▶ **Goal of the exercise**:
Please rewrite the material from the line holding "shown in [4,44]." through the end, inclusive, switching "pixel coordinates" to "exact coordinates" and leaving everything else unchanged.

(Named object pointing entries)
□ □ □ □ □
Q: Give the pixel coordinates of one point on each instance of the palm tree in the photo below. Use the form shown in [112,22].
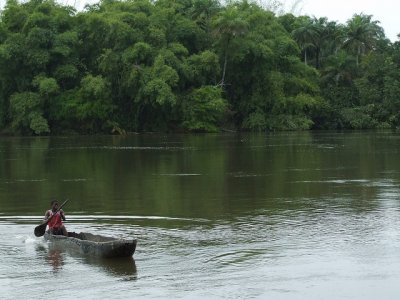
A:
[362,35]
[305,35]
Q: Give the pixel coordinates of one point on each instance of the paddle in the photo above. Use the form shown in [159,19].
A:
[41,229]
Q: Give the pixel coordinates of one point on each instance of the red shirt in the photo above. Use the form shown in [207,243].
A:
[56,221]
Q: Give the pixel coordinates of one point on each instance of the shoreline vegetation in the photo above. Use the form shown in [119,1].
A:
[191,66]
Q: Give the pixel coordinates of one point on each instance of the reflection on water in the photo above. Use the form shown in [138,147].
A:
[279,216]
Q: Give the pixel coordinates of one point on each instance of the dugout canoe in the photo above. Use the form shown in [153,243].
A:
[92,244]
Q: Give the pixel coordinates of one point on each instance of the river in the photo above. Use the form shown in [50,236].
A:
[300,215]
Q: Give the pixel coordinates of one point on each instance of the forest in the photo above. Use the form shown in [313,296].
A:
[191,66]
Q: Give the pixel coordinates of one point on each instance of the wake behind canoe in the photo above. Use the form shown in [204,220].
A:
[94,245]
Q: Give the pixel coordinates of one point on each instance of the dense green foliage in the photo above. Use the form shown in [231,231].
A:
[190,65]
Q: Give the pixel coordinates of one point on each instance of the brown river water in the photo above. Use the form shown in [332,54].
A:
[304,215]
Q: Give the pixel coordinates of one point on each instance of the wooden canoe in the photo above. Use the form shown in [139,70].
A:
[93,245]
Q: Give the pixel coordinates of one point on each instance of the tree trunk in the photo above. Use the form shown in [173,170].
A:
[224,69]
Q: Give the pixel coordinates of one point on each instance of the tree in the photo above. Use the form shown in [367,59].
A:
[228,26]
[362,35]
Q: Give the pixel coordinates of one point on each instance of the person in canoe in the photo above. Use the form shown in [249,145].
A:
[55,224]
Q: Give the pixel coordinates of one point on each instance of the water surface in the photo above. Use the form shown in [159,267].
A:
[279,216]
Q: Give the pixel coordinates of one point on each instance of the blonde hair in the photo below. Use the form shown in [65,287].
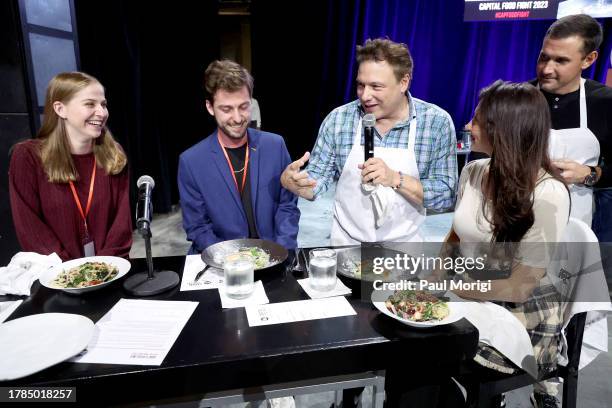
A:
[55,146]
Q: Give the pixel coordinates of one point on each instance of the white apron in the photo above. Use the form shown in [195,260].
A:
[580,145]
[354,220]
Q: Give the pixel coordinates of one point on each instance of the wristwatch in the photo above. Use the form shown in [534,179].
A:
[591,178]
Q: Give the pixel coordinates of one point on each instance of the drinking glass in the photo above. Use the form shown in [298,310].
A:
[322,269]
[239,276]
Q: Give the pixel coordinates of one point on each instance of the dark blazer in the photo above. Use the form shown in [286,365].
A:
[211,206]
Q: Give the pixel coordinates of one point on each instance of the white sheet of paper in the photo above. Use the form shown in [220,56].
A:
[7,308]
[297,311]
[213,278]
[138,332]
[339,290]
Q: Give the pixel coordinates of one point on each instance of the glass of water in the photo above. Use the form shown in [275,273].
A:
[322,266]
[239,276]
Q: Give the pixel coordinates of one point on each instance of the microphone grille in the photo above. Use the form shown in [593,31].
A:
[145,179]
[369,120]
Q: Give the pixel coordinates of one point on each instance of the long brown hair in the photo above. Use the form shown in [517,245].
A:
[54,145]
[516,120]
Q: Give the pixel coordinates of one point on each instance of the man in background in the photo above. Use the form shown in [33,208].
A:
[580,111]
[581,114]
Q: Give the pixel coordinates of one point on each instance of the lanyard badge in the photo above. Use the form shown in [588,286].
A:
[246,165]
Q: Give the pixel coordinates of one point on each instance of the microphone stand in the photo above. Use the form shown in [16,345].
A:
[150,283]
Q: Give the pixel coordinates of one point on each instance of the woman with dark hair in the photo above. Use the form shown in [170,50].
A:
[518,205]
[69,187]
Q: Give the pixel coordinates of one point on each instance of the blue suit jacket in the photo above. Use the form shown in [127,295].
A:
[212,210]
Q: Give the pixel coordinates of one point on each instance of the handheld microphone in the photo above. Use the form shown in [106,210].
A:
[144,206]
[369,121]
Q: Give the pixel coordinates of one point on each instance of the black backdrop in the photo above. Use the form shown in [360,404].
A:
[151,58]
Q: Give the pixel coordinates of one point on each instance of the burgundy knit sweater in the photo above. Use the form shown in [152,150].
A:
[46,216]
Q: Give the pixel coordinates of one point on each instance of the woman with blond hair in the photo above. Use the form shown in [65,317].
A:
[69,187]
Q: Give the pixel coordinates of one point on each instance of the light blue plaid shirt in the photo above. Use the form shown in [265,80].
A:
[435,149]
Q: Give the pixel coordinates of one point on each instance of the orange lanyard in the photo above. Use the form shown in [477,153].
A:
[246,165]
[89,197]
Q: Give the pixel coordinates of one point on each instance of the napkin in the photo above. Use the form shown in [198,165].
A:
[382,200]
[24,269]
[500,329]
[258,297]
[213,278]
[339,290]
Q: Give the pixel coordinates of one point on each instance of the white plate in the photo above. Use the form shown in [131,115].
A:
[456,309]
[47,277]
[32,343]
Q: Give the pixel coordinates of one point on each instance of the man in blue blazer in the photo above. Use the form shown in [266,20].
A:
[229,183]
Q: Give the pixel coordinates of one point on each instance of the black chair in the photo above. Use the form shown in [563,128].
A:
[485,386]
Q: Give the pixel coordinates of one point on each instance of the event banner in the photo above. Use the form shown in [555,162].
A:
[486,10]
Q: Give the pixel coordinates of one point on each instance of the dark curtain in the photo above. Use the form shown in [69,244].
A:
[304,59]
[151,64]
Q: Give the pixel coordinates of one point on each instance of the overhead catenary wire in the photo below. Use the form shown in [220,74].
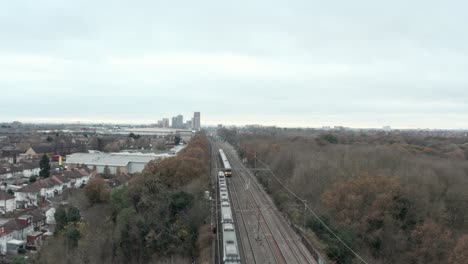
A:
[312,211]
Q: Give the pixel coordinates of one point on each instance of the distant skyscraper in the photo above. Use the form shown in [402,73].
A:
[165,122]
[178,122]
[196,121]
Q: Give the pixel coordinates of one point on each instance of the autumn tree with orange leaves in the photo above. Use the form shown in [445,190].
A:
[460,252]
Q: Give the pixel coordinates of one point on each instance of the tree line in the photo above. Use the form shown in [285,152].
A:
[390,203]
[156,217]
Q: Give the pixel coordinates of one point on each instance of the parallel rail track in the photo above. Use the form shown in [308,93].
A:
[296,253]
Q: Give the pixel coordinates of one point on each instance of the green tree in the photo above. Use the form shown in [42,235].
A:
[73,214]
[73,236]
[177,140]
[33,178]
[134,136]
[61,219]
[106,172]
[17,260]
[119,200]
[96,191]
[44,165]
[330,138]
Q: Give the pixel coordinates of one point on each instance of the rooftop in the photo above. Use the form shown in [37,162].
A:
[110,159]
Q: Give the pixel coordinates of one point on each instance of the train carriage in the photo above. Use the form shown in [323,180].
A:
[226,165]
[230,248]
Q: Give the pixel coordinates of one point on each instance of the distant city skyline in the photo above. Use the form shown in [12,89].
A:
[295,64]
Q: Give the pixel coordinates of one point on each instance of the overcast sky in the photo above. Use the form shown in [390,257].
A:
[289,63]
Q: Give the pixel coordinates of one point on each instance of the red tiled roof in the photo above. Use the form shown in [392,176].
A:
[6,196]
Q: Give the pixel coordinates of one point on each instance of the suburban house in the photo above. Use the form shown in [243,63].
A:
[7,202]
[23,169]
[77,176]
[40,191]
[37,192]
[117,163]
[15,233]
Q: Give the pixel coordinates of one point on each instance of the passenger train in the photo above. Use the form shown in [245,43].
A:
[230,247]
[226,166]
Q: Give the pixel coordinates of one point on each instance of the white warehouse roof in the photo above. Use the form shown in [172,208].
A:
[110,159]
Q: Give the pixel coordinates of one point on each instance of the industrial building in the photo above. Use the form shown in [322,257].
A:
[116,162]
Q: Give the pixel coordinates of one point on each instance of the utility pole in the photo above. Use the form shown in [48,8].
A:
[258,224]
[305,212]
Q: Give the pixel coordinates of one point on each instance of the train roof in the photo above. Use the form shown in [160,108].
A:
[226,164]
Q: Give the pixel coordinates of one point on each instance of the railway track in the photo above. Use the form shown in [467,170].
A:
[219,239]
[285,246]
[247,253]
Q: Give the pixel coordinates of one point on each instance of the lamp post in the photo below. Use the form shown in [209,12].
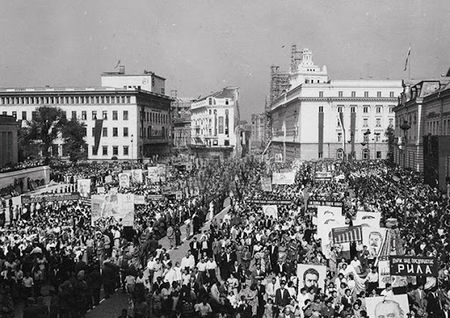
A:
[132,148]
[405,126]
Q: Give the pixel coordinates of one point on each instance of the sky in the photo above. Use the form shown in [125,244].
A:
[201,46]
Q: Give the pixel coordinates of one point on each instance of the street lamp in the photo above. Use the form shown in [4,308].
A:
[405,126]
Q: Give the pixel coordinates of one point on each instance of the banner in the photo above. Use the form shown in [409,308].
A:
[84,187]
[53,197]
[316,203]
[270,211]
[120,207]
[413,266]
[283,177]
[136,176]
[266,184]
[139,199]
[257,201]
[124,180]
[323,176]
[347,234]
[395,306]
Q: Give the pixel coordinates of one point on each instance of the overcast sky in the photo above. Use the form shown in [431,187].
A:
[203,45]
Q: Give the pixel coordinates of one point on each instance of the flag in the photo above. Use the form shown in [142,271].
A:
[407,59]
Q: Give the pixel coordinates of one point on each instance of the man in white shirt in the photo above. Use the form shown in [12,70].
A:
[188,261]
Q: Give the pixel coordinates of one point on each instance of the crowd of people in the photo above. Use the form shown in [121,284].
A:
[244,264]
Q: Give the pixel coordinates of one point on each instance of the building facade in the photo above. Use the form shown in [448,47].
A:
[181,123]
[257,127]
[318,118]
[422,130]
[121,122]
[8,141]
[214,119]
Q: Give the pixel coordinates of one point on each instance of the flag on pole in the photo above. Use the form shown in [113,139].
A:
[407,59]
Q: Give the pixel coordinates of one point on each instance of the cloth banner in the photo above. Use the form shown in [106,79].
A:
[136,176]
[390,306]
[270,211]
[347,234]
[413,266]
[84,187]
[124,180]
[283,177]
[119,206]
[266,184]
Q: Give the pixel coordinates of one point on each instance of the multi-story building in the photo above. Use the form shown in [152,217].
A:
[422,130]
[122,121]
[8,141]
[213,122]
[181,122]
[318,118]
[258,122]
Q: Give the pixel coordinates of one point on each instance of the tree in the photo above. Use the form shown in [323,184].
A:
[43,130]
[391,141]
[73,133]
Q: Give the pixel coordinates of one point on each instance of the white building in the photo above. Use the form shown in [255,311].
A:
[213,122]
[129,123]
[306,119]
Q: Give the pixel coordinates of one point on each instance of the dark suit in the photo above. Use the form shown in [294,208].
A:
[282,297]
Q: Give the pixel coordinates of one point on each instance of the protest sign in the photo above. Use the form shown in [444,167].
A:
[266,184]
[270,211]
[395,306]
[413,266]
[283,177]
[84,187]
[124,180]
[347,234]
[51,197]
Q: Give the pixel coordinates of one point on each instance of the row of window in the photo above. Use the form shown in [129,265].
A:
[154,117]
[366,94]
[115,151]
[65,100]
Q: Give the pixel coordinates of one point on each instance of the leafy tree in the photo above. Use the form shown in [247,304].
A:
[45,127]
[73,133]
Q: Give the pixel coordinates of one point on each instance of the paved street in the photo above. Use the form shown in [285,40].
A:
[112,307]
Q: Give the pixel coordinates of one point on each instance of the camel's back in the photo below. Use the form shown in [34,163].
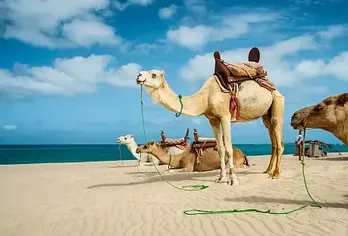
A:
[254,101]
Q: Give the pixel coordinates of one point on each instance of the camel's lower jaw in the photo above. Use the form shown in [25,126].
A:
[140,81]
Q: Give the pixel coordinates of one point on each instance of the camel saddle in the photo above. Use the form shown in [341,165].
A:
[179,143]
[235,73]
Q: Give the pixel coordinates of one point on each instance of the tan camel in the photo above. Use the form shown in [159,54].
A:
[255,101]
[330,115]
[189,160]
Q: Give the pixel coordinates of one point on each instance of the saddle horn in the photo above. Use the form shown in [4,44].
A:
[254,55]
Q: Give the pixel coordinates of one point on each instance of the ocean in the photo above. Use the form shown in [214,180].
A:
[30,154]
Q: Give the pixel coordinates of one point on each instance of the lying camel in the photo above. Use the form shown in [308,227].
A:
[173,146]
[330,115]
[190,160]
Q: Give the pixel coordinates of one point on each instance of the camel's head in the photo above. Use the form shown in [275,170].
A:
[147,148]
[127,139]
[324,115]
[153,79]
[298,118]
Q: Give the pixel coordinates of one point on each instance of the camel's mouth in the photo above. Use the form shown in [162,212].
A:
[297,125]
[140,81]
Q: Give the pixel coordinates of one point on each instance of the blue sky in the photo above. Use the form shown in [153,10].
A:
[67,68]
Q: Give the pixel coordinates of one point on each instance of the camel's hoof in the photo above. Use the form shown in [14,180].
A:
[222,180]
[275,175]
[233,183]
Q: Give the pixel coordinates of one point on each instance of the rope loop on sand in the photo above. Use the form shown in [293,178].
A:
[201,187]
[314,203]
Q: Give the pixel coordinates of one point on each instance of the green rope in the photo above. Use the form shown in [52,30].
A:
□ □ □ □ □
▶ **Output below**:
Q: Give the exact coordinates of one point on each instance of the saddle horn in the photo above. Use the form shown in [4,44].
A:
[254,55]
Q: Give the exact coordinates of one point on each instance of the ocean in the photo above. Use the form shown in [214,180].
A:
[30,154]
Q: Give the exact coordinates of one point on each instance of the lying camel in the photo above. Use the form shown in [308,227].
A:
[173,146]
[330,115]
[190,160]
Q: Give the exact coordinates of one point on each instance of the camel's head in the photo above. Use the form shown in [275,170].
A:
[147,148]
[127,139]
[324,115]
[153,79]
[298,118]
Q: Give the exact coordinates of one point on each instance of the camel's mouth in the photo above. Use the form shown in [162,212].
A:
[297,125]
[140,81]
Q: Give the exact coordinates of one point on each instance of the blue sky in the photo above. Use the form shown in [153,10].
A:
[67,68]
Q: Give the exact coordinates of one point on each instance of the camel's hoof in the photo above. Use the form shown in [14,180].
A:
[222,180]
[275,175]
[233,183]
Q: Give the exact coordinates of one point on each instance of the rope loop on sand in the photo above. Use the form shown in [293,178].
A:
[201,187]
[314,203]
Q: Give the exact coordinates of one point on each instance of the green rope in the photo above. Use the form shown in [52,30].
A:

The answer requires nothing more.